(Data extracted from a collection)
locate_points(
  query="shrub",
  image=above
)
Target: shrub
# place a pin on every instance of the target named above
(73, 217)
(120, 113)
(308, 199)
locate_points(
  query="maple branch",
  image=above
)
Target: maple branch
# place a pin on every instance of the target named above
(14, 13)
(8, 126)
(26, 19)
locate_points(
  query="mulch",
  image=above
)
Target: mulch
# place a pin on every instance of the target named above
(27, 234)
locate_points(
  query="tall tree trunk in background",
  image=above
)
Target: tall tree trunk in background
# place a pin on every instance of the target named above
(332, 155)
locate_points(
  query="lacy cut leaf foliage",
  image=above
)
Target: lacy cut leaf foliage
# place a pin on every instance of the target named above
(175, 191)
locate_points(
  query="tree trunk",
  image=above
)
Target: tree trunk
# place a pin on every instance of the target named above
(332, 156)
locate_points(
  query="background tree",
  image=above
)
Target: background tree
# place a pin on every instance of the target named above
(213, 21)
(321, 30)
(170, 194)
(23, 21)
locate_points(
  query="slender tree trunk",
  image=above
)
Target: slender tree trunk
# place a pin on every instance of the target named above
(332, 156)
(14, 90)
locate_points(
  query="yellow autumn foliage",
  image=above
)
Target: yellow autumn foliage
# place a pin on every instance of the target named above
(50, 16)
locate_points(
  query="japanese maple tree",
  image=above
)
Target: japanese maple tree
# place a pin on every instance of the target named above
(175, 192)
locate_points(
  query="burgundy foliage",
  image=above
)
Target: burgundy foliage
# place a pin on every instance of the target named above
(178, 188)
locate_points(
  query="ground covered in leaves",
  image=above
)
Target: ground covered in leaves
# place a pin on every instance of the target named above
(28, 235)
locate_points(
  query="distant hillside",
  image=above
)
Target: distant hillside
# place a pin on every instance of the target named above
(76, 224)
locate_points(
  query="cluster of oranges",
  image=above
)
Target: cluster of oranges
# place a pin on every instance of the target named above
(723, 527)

WORK TO COMPLETE >>
Please give the number of lines above containing "oranges" and nothing else.

EXERCISE OUTPUT >>
2